#### [Soal]
Tentukan apakah tiap pernyataan berikut sesuai dengan teks berita tentang pembelajaran tatap muka, lalu jawab ya atau tidak disertai kutipan persis dari teks yang menjadi penentunya. (a) KSP menilai PTM 100 persen perlu diterapkan kembali seiring menurunnya level PPKM. (b) Menurut Abraham, testing ACF di sekolah sejauh ini meningkat. (c) Abraham menyatakan bahwa semua guru sudah terfasilitasi gadget dan internet dengan baik.

JAKARTA - Kantor Staf Presiden (KSP) menilai proses pembelajaran tatap muka (PTM) 100 persen perlu diterapkan kembali seiring menurunnya level pemberlakuan pembatasan kegiatan masyarakat (PPKM).
Tenaga Ahli Utama Kantor Staf Presiden RI Abraham Wirotomo mengatakan, PTM diperlukan untuk mempersiapkan siswa menghadapi ujian sekolah agar pelaksanaannya bisa berjalan lancar dan jujur.
"Tidak semua guru terfasilitasi gadget dan internet dengan baik. Belum lagi soal teknologinya. Ini yang dikhawatirkan bisa membuat pelaksanaan ujian online tidak maksimal," kata Abraham, dalam siaran pers di Jakarta, dilansir Antara, Rabu, 16 Maret.
Dia menyampaikan PTM dapat diterapkan dengan tetap mengacu pada Surat Keputusan Bersama (SKB) Empat Menteri terkait.
Menurut Abraham, untuk menepis kekhawatiran munculnya lonjakan kasus COVID-19 pada pelaksanaan PTM, pemerintah daerah harus meningkatkan tes COVID-19 dengan pendekatan penemuan kasus aktif atau active case finding (ACF).
Hal ini, kata dia, sebagai salah satu cara untuk menentukan apakah sekolah dalam kondisi aman atau tidak. Sejauh ini, ujar dia, testing ACF di sekolah menurun.
"Ini menjadi PR (pekerjaan rumah) bagi pemerintah," ujarnya.

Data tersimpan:
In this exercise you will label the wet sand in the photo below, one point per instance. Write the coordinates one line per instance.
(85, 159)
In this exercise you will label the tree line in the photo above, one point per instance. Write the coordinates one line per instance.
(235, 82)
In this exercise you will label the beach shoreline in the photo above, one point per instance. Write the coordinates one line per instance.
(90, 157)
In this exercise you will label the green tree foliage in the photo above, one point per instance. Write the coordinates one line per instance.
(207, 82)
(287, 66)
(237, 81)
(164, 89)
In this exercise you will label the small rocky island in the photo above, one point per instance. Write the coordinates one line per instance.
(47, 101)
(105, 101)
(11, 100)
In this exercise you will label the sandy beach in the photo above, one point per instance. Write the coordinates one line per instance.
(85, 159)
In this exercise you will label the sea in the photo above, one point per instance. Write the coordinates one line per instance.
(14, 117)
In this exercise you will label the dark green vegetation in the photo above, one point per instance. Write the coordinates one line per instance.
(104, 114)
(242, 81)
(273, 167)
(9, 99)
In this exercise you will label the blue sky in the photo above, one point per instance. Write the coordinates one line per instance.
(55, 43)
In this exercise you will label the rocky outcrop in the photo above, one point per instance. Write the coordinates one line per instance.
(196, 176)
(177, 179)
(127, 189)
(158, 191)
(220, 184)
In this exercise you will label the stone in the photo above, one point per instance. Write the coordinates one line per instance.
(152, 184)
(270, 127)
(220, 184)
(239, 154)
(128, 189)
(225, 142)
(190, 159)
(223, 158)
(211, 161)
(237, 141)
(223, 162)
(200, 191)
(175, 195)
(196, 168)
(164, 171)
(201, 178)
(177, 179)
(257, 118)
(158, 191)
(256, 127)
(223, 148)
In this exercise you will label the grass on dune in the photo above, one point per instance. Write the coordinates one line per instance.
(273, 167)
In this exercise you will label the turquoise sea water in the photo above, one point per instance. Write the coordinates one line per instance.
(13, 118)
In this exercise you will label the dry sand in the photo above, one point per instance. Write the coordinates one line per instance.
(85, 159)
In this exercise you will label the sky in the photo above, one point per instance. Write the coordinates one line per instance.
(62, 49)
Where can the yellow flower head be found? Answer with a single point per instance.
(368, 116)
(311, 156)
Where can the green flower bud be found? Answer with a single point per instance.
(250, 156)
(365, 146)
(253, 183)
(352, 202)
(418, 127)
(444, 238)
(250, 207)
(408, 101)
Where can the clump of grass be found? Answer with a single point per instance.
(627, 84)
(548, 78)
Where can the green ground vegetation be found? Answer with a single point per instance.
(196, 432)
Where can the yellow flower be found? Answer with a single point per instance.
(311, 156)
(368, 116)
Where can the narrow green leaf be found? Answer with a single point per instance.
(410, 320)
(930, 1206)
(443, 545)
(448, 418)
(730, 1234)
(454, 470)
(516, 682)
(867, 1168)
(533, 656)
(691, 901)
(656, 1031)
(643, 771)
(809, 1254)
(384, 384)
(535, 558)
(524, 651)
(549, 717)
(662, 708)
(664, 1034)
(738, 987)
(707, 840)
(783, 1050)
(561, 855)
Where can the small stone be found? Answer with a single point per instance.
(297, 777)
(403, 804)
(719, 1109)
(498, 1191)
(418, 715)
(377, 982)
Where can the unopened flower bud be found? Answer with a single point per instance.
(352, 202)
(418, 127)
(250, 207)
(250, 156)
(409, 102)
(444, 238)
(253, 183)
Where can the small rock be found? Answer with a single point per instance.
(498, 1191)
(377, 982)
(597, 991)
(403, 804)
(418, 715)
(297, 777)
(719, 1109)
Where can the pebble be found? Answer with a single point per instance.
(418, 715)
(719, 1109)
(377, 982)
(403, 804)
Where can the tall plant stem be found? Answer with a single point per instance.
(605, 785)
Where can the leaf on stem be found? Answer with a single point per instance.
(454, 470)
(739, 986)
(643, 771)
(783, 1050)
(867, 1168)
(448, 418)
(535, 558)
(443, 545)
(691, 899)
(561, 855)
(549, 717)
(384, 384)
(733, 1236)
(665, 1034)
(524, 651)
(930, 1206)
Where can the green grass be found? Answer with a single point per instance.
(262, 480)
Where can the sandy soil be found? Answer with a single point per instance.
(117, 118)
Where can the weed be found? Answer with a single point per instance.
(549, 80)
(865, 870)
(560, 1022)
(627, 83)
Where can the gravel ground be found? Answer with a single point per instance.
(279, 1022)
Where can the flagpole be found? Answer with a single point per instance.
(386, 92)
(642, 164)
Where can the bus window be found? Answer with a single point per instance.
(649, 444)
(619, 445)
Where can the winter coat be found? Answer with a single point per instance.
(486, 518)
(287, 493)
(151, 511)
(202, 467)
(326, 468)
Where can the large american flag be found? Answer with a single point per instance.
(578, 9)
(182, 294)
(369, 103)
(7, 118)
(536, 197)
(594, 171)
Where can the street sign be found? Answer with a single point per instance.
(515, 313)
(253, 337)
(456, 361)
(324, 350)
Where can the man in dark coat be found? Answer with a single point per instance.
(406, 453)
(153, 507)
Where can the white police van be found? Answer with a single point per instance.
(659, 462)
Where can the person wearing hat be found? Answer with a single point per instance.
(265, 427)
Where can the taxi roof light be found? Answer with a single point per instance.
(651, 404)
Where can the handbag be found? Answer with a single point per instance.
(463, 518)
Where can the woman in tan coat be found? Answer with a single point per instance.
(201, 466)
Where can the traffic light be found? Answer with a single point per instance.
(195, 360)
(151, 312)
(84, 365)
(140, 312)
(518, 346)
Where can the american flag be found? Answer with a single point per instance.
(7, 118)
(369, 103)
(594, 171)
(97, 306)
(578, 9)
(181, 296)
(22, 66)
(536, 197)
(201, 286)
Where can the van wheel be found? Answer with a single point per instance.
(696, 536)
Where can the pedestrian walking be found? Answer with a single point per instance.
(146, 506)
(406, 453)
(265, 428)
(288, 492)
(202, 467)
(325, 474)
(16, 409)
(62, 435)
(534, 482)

#### [Hasil Tugas]
(a) Ya, sesuai: "proses pembelajaran tatap muka (PTM) 100 persen perlu diterapkan kembali seiring menurunnya level pemberlakuan pembatasan kegiatan masyarakat (PPKM)".
(b) Tidak, tidak sesuai: "Sejauh ini, ujar dia, testing ACF di sekolah menurun."
(c) Tidak, tidak sesuai: "Tidak semua guru terfasilitasi gadget dan internet dengan baik."